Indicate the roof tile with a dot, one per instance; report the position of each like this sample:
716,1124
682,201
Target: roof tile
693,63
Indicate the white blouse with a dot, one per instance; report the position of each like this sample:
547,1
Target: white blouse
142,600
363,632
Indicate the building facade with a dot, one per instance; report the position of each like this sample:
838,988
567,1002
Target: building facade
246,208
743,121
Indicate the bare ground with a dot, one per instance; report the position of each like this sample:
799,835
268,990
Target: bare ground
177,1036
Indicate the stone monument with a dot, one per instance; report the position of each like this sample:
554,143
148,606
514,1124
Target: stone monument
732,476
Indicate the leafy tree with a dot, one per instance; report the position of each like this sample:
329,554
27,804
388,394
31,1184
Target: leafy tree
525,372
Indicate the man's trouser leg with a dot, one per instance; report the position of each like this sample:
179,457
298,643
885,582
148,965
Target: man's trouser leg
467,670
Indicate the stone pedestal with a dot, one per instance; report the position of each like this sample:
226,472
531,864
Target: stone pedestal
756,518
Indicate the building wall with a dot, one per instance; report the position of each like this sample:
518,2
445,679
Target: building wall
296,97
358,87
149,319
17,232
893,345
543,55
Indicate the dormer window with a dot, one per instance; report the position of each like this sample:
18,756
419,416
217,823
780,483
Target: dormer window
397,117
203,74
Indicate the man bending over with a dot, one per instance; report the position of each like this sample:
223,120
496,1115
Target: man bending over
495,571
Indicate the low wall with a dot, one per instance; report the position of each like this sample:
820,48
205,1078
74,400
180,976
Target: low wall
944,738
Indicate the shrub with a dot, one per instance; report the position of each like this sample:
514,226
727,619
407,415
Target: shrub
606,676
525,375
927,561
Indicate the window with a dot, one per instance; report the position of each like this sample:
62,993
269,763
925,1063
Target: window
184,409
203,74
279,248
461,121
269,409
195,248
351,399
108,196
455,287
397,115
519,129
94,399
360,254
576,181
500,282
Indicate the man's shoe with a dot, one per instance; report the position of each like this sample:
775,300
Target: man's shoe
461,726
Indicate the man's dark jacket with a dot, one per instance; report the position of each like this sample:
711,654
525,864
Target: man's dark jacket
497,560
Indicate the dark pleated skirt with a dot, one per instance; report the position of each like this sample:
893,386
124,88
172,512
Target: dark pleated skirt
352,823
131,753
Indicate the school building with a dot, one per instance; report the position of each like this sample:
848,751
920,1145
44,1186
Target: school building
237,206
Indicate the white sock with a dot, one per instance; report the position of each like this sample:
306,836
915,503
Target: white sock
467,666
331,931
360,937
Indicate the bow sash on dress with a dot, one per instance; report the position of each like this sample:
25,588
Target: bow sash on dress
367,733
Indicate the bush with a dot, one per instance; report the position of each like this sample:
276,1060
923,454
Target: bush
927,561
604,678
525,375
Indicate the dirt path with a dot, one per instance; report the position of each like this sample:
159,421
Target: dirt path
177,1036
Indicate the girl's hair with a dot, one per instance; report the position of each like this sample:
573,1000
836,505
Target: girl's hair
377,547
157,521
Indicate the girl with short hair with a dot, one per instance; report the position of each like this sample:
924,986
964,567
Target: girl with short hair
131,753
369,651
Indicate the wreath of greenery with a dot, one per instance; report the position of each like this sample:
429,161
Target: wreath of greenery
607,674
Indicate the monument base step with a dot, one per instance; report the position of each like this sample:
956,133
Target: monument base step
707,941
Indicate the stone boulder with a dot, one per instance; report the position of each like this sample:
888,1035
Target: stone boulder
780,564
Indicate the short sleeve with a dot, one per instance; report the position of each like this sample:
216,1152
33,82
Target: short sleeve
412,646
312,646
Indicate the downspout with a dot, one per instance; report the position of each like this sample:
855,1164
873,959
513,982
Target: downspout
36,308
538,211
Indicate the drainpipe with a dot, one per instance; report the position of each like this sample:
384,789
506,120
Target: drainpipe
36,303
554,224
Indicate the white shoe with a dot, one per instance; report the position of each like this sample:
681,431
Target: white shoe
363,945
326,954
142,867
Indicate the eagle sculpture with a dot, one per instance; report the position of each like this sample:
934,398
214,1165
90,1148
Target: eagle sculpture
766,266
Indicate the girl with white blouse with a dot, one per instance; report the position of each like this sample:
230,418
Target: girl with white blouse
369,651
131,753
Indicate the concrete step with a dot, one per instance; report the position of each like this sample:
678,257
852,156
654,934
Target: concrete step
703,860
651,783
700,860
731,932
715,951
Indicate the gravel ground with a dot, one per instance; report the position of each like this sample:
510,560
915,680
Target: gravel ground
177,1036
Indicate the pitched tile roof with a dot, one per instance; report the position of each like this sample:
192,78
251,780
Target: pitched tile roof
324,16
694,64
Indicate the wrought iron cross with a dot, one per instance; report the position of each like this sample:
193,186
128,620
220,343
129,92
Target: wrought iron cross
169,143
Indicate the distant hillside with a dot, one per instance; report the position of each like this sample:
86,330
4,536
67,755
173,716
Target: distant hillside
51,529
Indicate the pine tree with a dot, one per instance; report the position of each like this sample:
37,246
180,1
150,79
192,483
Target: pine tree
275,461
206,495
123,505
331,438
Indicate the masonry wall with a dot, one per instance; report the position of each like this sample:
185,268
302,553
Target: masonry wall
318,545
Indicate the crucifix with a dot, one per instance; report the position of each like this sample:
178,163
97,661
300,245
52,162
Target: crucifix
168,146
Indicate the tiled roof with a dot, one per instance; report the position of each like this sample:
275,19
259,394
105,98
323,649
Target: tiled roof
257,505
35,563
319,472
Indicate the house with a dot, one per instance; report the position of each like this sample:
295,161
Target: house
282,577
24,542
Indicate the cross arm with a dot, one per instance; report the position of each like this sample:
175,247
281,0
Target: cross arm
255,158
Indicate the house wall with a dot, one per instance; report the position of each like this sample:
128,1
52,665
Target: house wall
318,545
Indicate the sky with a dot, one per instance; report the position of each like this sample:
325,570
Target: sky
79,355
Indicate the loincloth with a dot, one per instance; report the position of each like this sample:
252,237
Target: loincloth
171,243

● REQUIREMENTS
Write out every entry verbatim.

● REPLY
Indicate the roof tile with a dot, one per instance; report the position of each like this sample:
716,1124
682,201
Target: roof tile
693,63
Indicate the white blouse with a dot, one per instance; report the position of each like this sample:
547,1
Target: white blouse
142,600
363,632
Indicate the building facade with a dot, one per instance; report the position of each like this sample:
838,988
567,1002
Target: building facade
246,208
743,121
Indicate the bare ground with a dot, one per instance; report the position of each like this sample:
799,835
268,990
Target: bare ground
177,1036
Indicate the stone monument with a dot, one per instance; report the position of each like this sample:
554,143
148,606
514,1124
Target: stone monument
732,476
Indicate the leafy tree with a dot, one per instance; report the position of each like this sample:
329,554
27,804
388,394
31,1184
Target: leafy tree
525,372
Indicate the man's trouser leg with a dot, one per instance; report the position of each like this sample:
179,457
298,643
885,582
148,965
Target: man's trouser leg
467,670
Indicate the stone pedestal with a dot, one per instance; report the position of each like this sample:
226,472
531,864
Target: stone pedestal
756,518
Indicate the building wall with a dot, one per instance; report the position of each like this sample:
518,2
445,679
Target: building wall
296,97
358,87
149,319
17,232
893,345
543,55
Indicate the dormer window with a dot, one per instance; report the position of each like this sample:
18,756
419,416
217,823
780,483
Target: dormer window
397,117
203,74
Indicate the man bending over with a dot, one per instance; report the position of each like this sample:
223,120
496,1115
Target: man bending over
495,571
Indicate the low wall with a dot, one per instance; report the position of each like this sample:
820,48
205,1078
74,400
180,976
Target: low wall
944,738
Indicate the shrub with a dot, one per instance; report the position of each like this sample:
514,226
727,619
407,415
Target: shrub
606,676
525,375
927,561
Indicate the window with a dot, one per instance; report the position of each like this sample:
62,993
269,763
925,1063
Target: window
184,409
203,74
279,248
461,121
269,409
195,248
351,399
108,196
455,287
397,115
519,129
94,399
360,254
576,181
500,282
Indicate the man's shoe with a dot, one per instance; report the position of each like this sample:
775,300
Target: man's shoe
461,726
Indicate the man's dark jacket with a dot, one per instance; report the position of each like this sample:
711,654
525,864
Target: man's dark jacket
497,560
Indicate the dark pleated skirt with a dot, one per instance; report the position of each like this sample:
893,386
124,88
172,512
Target: dark pleated skirt
352,823
131,753
Indicate the school building with a dot, one per instance; report the position of each like this sample:
848,751
920,1145
44,1186
Target: school building
237,206
Indicate the white sock with a dot, one per instance; report the position of each like this sample:
306,836
915,503
Target: white sock
467,666
331,931
360,937
Indicate the bow sash on dress with a dot, one per instance; report the position of each like this sample:
25,588
Target: bow sash on dress
367,733
Indicate the bush with a dot, one per instance; report the position of each like this sample:
276,1060
923,454
Target: bush
927,561
604,678
525,375
Indicate the dirt path with a dot, one per instance; report the position of each like this sample:
159,421
Target: dirt path
177,1036
Indicate the girl's hair with a dot, one per instance; report the position of each like this sample:
573,1000
836,505
Target: girl's hair
377,547
157,521
Indicate the girl with short hair with a dot, one per instance; report the position of each like this sample:
924,986
964,567
Target: girl with short hair
131,753
369,651
Indicate the wreath of greenery with a dot, one per instance; report the position of each like this sample:
429,161
Target: wreath of greenery
607,674
Indicate the monument base step with a dot, one per instance; report the position of each like this sample:
956,133
Target: monument base step
707,941
Indicate the stone boulder with a dot, one per instance; report the position of each like this sample:
888,1035
Target: stone boulder
780,564
Indicate the short sleeve with a dot, one per instance; report the position of each like this sample:
216,1152
33,82
Target: short sleeve
412,646
312,646
Indicate the downspout with a dot, one per instance; report the position of each like this sample:
855,1164
873,959
513,982
Target: downspout
36,308
538,211
Indicate the drainpipe with a dot, one per instance; report the position of each like this sample:
384,789
506,120
Target: drainpipe
36,303
554,224
Indicate the white shoe with a dot, one per instance; report the position of each like this sample:
681,431
Target: white shoe
363,945
326,954
142,867
Indicate the eagle sculpture with a dot, one per instance; report the position of each like this sample:
934,398
214,1165
90,1148
Target: eagle sculpture
766,266
Indicate the girl with white blouse with a dot, one per instance; report the position of each like this sample:
230,418
Target: girl with white blouse
369,651
131,753
Indicate the concrete step with a dot, one per instance; report the position of each like this sample:
678,257
852,156
654,934
Target: concrete step
703,860
651,783
700,860
731,932
715,951
Indicate the gravel ground with a dot, one per instance; report the position of each like this sample:
510,560
915,680
Target: gravel ground
177,1036
Indicate the pitched tile roof with a dot, one per instance; report the position of each like this sample:
192,78
251,780
Target: pitched tile roof
324,16
694,64
Indicate the wrought iron cross with a dot, one per instance; report the position of each like this sample:
193,186
128,620
220,343
129,92
Target: wrought iron cross
169,143
Indicate the distant hillside with a dot, one per instance; report the position of each like this sample:
86,330
4,536
67,755
173,716
Target: distant hillside
51,529
Indicate the pine tree with a dot, one per instance; report the position of each like this sample:
37,246
180,1
150,79
192,483
Target: pine tree
275,461
206,495
123,505
331,438
Indicate the masonry wall with a dot, one per instance; report the position of each like this sample:
185,268
302,553
Target: masonry wall
318,545
Indicate the crucifix with a dot, one per instance; report the position of each like this sample:
178,163
97,661
300,245
52,162
Target: crucifix
168,146
Indicate the tiled roof with a dot, one per instance; report the position of each like this sample:
275,19
259,394
105,98
323,649
Target: tiled roof
257,505
35,563
319,472
Indicate the house with a dot, one per instance; report the position of each like this sample:
295,161
Target: house
282,577
24,542
Indicate the cross arm with a dot, one per instance; report the position of each like this sample:
175,247
281,0
Target: cross arm
255,158
Indicate the house wall with a dot, one per instance; report the position of each like this sample:
128,1
52,665
Target: house wall
318,545
Indicate the sky with a dot, one per instance; report the position of each like this sample:
325,570
Target: sky
79,355
Indicate the loincloth with a dot, one per instance; report the position of each like this sample:
252,237
Target: loincloth
171,243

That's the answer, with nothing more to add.